§ Data to use

-- START --

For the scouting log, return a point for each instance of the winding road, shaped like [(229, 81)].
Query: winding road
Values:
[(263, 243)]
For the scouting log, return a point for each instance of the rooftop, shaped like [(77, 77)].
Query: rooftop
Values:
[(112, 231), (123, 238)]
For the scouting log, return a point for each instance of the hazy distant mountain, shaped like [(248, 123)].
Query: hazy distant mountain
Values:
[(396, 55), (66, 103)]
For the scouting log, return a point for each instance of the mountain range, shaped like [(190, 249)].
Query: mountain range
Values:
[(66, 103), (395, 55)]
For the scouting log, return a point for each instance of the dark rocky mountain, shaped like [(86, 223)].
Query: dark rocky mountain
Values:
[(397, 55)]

-- END --
-- START --

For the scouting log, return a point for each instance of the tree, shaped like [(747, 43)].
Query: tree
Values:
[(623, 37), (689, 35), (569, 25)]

-- END --
-- START --

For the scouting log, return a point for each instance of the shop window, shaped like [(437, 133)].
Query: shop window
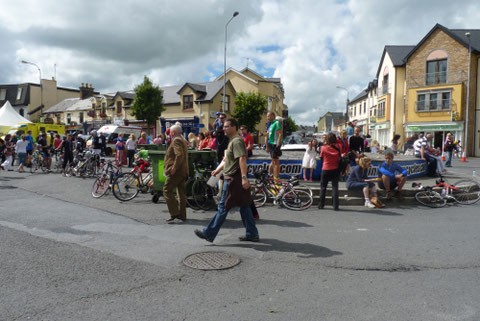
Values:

-- END --

§ What is asked
Copy out, word for word, everything from the line containing "like [(190, 249)]." down to the line containing "[(397, 55)]", including both of those lines.

§ Exercise response
For the scouting log, return a point for each instance of the mountain range, shaped like [(190, 249)].
Query: mountain range
Values:
[(66, 103), (395, 55)]
For the scouting log, return a point for each instance of the dark rocky mountain, shaped like [(86, 223)].
Query: dark rocky mountain
Values:
[(397, 55)]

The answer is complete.